- [Given passage]:
↓

Meetings with Remarkable Apes

By Dr. SUSAN BLOCK

Lana is a voluptuous 25-year-old brunette with an easy smile, sparkling brown eyes and long chocolate-colored hair, neatly parted in the middle. In many ways, she's like a lot of women I know, but Lana is not a woman. Lana is a bonobo chimpanzee.

I first met Lana in 1996. I was in San Diego as part of a book tour for The 10 Commandments of Pleasure, my book about Ethical Hedonism, seduction, long-term love and lust. To a great extent, my book was inspired by bonobos. Though I'd never before encountered a bonobo in real life, I'd read everything I could find about them and seen them in several television documentaries. I was fascinated by their uncanny closeness to humans and awed by their amazing but real Make-Love-Not-War "lifestyle," which I (somewhat anthropomorphically) dubbed The Bonobo Way.

So, in between interviews and seminars, I took a few hours off to visit the San Diego Zoo, which I had heard housed some of these exceedingly rare Great Apes that had inspired my philosophy of pleasure. The bonobos have a nice big space at the SD Zoo, with plenty of foliage, a waterfall, a creek, trees to swing from and grass to roll around in. I arrived in mid-afternoon, and to my delight, found three bonobos (two females and a male) engaged in various forms of sexual activity, including deep kissing, oral sex, ear-tonguing, masturbation, even using a rubber ball as a sex toy.

↑

- [Data]:
↓

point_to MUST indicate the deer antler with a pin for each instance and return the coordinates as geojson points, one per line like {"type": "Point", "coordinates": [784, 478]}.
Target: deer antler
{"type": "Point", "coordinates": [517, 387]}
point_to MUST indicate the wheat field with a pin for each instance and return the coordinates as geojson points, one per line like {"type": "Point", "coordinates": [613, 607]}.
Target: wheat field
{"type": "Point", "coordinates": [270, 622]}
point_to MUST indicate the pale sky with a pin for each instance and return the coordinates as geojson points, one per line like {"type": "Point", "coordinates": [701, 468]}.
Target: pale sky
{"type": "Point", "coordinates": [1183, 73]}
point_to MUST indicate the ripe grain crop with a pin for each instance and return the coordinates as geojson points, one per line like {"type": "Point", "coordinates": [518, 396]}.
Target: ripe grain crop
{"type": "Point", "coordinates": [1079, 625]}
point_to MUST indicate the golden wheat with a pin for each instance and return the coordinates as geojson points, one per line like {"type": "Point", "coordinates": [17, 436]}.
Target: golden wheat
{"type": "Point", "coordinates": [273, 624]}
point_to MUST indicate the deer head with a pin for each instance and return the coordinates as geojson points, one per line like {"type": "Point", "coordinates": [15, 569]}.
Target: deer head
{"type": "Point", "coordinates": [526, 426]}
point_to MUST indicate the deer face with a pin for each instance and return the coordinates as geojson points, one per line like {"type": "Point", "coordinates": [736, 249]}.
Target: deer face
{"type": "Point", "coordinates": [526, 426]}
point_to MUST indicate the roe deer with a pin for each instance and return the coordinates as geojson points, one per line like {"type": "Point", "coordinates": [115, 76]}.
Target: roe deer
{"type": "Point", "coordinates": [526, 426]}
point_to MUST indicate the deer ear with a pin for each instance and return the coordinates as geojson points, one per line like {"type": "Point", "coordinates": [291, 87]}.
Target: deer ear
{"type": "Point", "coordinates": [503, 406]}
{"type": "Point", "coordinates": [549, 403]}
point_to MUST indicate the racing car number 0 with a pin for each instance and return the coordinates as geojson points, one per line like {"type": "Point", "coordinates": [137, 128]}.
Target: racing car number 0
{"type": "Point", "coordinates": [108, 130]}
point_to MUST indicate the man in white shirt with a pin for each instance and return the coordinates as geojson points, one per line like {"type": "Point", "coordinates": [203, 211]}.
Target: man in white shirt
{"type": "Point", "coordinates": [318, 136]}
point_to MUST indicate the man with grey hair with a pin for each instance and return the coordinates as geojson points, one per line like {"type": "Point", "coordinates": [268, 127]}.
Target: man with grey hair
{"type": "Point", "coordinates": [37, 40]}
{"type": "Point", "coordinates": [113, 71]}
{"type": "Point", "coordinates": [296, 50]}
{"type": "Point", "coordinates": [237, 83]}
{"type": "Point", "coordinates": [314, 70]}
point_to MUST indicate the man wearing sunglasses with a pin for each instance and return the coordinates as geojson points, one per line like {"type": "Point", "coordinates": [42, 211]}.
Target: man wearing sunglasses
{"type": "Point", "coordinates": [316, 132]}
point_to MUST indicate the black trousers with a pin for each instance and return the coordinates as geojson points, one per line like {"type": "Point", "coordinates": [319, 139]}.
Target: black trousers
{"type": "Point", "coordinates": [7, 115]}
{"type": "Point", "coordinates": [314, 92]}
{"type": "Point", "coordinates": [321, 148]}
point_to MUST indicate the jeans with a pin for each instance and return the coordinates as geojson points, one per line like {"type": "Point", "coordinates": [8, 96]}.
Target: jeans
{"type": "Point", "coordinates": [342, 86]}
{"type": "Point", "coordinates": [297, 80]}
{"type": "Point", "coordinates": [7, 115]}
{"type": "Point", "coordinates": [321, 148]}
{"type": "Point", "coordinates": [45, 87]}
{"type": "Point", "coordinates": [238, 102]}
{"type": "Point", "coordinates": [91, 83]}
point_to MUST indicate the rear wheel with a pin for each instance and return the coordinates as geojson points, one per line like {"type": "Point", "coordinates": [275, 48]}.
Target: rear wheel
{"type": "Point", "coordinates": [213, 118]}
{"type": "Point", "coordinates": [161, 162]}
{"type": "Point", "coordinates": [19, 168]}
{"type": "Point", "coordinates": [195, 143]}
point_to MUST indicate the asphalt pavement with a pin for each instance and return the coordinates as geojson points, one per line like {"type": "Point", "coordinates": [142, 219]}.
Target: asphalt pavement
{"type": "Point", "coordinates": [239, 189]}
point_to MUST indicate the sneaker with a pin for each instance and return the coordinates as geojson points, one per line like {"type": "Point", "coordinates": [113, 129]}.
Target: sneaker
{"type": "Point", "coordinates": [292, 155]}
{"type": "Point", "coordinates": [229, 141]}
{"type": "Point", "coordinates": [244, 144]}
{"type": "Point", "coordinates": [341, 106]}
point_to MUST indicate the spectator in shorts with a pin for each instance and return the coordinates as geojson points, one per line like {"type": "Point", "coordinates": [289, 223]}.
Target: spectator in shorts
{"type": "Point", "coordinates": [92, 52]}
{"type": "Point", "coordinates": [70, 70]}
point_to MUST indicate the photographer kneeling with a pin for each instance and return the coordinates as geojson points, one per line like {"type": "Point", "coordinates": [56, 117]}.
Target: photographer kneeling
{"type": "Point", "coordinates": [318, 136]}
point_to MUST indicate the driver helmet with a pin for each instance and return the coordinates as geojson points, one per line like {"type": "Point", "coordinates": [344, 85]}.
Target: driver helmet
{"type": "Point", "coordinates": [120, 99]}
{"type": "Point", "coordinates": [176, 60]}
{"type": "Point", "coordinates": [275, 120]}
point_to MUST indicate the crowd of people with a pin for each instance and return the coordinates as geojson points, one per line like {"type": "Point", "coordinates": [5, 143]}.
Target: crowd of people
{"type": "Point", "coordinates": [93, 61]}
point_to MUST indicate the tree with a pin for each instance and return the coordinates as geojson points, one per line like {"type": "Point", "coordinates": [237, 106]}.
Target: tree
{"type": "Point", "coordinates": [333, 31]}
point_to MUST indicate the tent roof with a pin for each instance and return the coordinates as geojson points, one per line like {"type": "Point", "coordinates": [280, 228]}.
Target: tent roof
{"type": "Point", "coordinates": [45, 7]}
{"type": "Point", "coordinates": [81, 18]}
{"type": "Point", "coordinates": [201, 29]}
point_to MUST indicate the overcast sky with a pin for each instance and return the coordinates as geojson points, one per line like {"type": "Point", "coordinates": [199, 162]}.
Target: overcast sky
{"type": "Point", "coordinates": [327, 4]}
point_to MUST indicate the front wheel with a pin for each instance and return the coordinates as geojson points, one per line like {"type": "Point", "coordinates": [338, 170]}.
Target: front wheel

↑

- [Problem 1]:
In the bonobo article, in what year did the writer first meet Lana?
- [Problem 2]:
Please extend the bonobo article, picking up right after its final sentence.

- [Written reply 1]:
1996

- [Written reply 2]:
That time, Lana, then age 17, bounded up to the glass partition between us, looked at me for a few seconds, blew me a quick kiss and went back to playing with her tribe. We met again in the summer of 2003, when she gave me the same sort of greeting, something I saw that she and some of the other bonobos did with many of the tourists, especially the children, who came by to gawk at them.

When I returned to Lana's domain on September 10, 2004, the situation was a little different. I was accompanied by some friends from France who were interested in learning more about The Bonobo Way. They had seen me doing a show, as well as conducting Bonobo Therapy with a couple, in which I helped them to open up to each other sensuously, playfully and empathetically, "freeing their inner bonobo."

Now they wanted to see some actual bonobos in action, so off we went to the Zoo. It was a sweltering So Cal September day. We got there early, as soon as the Zoo opened, but still the bonobos seemed overheated and lethargic, especially compared to how they were that first day I saw them in May 1996 when they were licking and sucking and pleasuring each other like bi chicks at a swing party.

Perhaps there were other reasons that the bonobos weren't playing with each other sexually this hot Indian Summer morning. The zookeeper, who kindly showed us around, apologized for being late, saying she'd had to "separate the females" and "keep them from bonding" or else they'd "attack the males." Sounded reasonable enough. But my hunch is that that "bonding" is euphemistic Zoo Talk for female-female sex play, also called "genito-genital rubbing" by primatologists, or "hoka-hoka" by the Mogandu people indigenous to the bonobos' native habitat in the Congo, and that the zookeeper was doing whatever zookeepers do to keep the females from having sex with each other.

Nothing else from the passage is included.